Trecho fornecido:

● ● ● ● ●

O psicotécnico é essencial, pois o número de pessoas com problemas mentais ou de relacionamento é cada vez maior. É preciso não apenas o exame por psicólogo do tribunal, mas também o direito a recurso a uma banca estranha ao Judiciário, composta por pessoas sem vínculo com a Corte e seus dirigentes. A investigação social, que ainda foca na ingênua expedição de ofícios solicitando informações sobre os candidatos, não tem qualquer utilidade. Em tempos que facções criminosas introduzem pessoas em funções menores, como a de estagiário na Justiça, como ocorreu em Santa Catarina,[vi] não é preciso ter um QI médio para concluir que o mesmo se dá nas principais funções do Estado. É preciso pesquisa pessoal por órgão público de confiança do tribunal, sobre a vida do candidato. Afinal, depois da posse a exclusão de um juiz é algo próximo de uma missão impossível.

● ● ● ● ●

Trechos de dados:

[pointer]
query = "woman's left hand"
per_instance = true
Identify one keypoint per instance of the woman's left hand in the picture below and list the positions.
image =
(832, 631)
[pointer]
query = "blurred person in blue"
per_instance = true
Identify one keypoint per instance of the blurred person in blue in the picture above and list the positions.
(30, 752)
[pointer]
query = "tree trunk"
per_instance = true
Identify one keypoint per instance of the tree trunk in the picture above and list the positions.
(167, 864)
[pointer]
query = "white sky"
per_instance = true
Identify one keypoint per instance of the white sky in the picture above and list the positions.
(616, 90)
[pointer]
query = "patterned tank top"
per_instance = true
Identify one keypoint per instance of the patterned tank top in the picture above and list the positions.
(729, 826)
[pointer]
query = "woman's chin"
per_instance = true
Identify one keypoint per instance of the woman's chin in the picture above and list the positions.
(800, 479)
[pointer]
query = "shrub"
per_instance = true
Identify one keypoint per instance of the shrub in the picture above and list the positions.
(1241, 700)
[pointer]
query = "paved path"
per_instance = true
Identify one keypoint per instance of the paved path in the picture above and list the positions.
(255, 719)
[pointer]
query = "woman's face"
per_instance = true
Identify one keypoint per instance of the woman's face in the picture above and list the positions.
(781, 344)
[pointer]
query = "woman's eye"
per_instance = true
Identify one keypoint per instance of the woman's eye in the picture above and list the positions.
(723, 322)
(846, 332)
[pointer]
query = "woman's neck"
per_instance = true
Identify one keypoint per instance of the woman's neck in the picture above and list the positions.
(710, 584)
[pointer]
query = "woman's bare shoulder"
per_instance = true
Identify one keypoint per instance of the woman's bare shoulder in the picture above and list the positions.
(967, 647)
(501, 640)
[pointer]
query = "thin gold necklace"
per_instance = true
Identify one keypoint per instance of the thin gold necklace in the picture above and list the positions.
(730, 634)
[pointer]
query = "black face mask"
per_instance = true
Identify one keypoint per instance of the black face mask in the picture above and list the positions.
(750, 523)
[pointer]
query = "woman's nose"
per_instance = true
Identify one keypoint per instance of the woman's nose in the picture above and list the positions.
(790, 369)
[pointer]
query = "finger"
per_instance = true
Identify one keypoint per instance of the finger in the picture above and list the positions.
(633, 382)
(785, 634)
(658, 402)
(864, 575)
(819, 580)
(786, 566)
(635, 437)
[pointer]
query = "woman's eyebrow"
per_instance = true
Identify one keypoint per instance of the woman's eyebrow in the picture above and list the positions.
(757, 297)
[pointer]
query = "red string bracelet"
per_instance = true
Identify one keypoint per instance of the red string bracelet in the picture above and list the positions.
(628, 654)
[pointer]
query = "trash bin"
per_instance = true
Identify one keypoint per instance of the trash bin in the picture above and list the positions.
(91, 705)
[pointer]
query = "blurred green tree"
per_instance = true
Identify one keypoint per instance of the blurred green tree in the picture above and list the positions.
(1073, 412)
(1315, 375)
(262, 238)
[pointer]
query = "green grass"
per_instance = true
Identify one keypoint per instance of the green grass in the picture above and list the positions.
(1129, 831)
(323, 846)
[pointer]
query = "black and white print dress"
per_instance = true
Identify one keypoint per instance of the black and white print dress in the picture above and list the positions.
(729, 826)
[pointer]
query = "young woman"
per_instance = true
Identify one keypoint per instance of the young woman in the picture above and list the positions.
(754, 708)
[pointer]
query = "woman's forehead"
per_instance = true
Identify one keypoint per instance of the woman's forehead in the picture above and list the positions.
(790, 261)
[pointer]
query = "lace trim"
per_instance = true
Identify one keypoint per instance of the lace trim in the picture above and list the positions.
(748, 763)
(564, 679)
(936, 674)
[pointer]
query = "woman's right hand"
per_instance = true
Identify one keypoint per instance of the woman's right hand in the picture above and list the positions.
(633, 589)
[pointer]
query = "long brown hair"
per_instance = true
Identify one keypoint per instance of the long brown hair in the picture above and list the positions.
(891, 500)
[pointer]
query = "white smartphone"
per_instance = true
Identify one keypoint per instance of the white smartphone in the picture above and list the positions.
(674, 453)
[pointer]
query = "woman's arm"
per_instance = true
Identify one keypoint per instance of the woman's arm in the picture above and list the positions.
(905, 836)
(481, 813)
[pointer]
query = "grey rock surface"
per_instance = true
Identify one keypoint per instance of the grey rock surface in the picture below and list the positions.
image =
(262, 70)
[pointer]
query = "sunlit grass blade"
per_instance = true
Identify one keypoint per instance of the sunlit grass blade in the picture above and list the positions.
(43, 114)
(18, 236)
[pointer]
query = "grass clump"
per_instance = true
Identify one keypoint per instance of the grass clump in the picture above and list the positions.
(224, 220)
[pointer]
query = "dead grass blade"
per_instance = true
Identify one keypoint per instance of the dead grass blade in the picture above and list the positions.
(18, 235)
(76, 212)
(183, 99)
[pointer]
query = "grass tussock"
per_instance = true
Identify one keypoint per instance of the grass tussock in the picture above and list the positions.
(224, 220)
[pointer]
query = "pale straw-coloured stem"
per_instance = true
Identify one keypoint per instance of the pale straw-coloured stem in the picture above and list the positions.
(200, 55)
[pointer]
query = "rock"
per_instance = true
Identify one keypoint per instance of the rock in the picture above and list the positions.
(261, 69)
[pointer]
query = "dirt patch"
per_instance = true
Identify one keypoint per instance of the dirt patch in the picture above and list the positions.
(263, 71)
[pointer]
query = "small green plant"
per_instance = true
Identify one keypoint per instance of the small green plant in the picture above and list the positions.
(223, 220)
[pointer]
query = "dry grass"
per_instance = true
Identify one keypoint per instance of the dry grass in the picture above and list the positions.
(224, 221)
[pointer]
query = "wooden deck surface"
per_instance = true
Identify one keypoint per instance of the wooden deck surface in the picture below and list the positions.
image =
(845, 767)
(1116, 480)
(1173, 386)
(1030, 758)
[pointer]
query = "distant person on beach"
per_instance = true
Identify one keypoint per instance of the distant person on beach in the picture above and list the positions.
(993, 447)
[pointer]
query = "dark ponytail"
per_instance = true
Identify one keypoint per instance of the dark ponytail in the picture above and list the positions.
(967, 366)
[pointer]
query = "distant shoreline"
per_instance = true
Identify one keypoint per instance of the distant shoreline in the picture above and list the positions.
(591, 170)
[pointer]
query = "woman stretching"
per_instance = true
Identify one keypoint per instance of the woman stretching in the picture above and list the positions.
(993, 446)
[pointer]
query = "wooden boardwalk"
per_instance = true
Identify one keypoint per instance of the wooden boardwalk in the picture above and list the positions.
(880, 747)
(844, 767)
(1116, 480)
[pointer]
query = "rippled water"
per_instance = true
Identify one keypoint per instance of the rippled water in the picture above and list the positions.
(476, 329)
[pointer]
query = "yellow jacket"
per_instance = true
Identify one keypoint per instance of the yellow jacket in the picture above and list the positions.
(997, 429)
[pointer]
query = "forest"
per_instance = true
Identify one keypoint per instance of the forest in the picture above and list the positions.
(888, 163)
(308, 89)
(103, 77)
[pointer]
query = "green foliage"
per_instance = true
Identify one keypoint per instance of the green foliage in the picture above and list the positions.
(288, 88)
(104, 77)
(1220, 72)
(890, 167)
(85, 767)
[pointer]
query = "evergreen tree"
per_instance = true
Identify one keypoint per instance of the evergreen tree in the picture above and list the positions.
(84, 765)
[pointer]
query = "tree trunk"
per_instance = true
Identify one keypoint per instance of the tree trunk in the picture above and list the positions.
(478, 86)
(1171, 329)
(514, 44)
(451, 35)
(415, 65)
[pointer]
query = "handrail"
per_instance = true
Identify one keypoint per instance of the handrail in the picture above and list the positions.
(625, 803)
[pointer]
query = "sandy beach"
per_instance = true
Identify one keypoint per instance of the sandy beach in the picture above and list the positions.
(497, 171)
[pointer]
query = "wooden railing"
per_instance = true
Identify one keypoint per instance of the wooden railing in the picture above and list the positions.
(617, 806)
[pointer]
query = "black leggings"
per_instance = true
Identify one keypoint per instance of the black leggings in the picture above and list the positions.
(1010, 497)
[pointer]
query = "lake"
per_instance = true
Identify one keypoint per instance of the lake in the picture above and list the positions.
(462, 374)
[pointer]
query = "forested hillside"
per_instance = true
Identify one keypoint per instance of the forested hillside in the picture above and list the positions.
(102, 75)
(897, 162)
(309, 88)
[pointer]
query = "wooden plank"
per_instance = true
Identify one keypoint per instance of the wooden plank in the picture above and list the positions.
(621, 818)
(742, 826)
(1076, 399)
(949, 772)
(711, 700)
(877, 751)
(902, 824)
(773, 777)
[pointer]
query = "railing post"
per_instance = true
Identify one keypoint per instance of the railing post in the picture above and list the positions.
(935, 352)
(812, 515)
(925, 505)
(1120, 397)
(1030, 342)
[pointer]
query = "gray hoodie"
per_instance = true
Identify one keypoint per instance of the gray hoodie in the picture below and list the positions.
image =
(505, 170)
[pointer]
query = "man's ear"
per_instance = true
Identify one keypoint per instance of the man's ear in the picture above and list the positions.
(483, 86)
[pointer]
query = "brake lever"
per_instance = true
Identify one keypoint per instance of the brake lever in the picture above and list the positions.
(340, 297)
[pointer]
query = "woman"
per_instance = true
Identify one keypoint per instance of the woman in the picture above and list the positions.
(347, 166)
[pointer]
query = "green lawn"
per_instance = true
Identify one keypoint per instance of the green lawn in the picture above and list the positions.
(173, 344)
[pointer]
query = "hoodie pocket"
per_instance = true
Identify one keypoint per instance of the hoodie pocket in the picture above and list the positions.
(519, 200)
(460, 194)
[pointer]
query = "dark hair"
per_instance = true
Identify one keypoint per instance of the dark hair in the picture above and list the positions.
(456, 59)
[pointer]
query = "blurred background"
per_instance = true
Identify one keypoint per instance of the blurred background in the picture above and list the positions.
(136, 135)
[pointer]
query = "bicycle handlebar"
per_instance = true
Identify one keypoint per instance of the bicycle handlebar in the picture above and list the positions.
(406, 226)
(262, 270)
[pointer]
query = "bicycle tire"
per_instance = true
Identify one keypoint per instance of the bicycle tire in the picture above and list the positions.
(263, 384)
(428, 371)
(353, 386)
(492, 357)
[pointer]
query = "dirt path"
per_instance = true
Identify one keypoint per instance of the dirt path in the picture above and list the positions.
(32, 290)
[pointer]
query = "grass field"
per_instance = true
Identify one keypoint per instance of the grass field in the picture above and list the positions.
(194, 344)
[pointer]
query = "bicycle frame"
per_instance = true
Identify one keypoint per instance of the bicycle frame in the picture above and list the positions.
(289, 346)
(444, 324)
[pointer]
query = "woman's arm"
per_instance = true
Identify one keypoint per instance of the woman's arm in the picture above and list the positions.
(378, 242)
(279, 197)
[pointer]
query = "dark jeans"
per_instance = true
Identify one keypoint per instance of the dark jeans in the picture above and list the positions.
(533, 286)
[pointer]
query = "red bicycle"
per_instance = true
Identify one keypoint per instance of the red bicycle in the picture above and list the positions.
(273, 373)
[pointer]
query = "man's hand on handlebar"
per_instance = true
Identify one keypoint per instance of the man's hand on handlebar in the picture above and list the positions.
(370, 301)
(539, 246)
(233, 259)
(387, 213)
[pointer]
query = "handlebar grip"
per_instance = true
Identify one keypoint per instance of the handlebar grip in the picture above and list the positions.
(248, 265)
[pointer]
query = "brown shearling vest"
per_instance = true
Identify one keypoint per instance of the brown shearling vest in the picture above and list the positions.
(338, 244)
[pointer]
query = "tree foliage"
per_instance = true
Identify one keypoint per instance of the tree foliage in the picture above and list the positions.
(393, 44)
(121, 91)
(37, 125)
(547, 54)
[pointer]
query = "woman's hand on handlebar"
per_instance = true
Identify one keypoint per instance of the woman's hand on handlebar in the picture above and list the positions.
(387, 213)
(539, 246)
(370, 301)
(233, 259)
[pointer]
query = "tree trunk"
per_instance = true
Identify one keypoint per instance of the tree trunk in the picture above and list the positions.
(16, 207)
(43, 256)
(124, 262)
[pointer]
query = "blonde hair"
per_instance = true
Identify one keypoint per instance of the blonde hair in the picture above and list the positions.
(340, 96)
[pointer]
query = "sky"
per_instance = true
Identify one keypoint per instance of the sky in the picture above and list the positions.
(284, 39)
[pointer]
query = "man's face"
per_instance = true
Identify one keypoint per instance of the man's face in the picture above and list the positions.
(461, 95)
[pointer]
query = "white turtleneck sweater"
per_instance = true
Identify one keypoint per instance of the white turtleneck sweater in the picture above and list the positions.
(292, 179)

● ● ● ● ●

Tarefas e exercícios:
a. Liste as medidas que o trecho sobre a seleção de juízes apresenta como necessárias com a expressão "É preciso".
b. No trecho sobre a seleção de juízes, em que estado facções criminosas introduziram pessoas na função de estagiário na Justiça?
c. Escreva a continuação do trecho sobre a seleção de juízes a partir da última frase.

Respostas:
a.
- Exame por psicólogo do tribunal
- Direito a recurso a uma banca estranha ao Judiciário, composta por pessoas sem vínculo com a Corte e seus dirigentes
- Pesquisa pessoal sobre a vida do candidato, feita por órgão público de confiança do tribunal

b. Em Santa Catarina.

c.
A suspensão da aposentadoria

O Presidente do Tribunal de Justiça de São Paulo, logo após a divulgação dos fatos, suspendeu o pagamento da aposentadoria do denunciado. Compreensível a medida em um primeiro momento, diante de todas as dúvidas e repercussão dos fatos. Porém, seja o juiz Edward Albert ou José Eduardo, ele trabalhou e recolheu contribuições pelo tempo necessário à obtenção da aposentadoria. Esta não passa de uma retribuição pelo investimento feito ao longo dos anos. Uma coisa nada tem a ver com a outra, razão pela qual tudo indica que, ao final, a medida cautelar administrativa não prevalecerá.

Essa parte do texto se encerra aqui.